Tugas Anda - Bisakah Anda menuliskan ulang seluruh cerita perjalanan menuju ujian paket C di bawah ini persis kata demi kata?

Bacaan yang Diberikan -
Ketika matahari sedang terik-teriknya, dengan pakaian rapih dan kamera dalam tas kecilku, aku meluncur dengan menggunakan angkot berwarna ungu menuju Cibadak. Malam sebelumnya, aku janjian melalui jejaring sosial facebook dengan seorang teman yang akan mengikuti ujian paket C. Aku dan Nurman memutuskan untuk bertemu di Cibadak, karena tempat dia ujian adalah di SD Negeri 1 Karang Tengah. Untuk ke sana, kami harus naik-turun angkot sebanyak dua kali, dan bertemu di Cibadak akan lebih menghemat waktu. Hari itu tanggal 16 April, 2014, hari terakhir ujian.
Dalam perjalanan hari itu, Nurman bercerita bahwa sejak hari kemarin sudah banyak wartawan yang datang meliput. Wartawan dari berbagai media di Sukabumi. Memang, katanya, para peserta yang ikut ujian paket C ini dari berbagai daerah di Kabupaten Sukabumi. Malah, katanya lagi, banyak juga peserta dari Kota Sukabumi yang datang jauh-jauh untuk ikut ujian Paket C di SD itu.

Bahan Terkumpul -
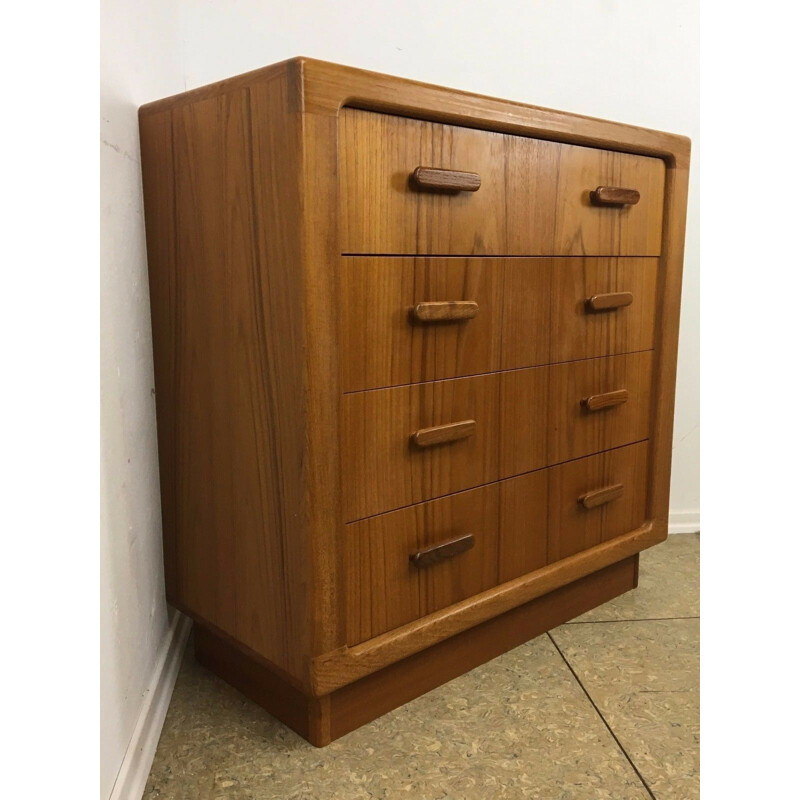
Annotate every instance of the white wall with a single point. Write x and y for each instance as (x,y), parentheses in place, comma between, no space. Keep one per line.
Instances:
(625,60)
(140,61)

Hasil Tugas -
Ketika matahari sedang terik-teriknya, dengan pakaian rapih dan kamera dalam tas kecilku, aku meluncur dengan menggunakan angkot berwarna ungu menuju Cibadak. Malam sebelumnya, aku janjian melalui jejaring sosial facebook dengan seorang teman yang akan mengikuti ujian paket C. Aku dan Nurman memutuskan untuk bertemu di Cibadak, karena tempat dia ujian adalah di SD Negeri 1 Karang Tengah. Untuk ke sana, kami harus naik-turun angkot sebanyak dua kali, dan bertemu di Cibadak akan lebih menghemat waktu. Hari itu tanggal 16 April, 2014, hari terakhir ujian.
Dalam perjalanan hari itu, Nurman bercerita bahwa sejak hari kemarin sudah banyak wartawan yang datang meliput. Wartawan dari berbagai media di Sukabumi. Memang, katanya, para peserta yang ikut ujian paket C ini dari berbagai daerah di Kabupaten Sukabumi. Malah, katanya lagi, banyak juga peserta dari Kota Sukabumi yang datang jauh-jauh untuk ikut ujian Paket C di SD itu.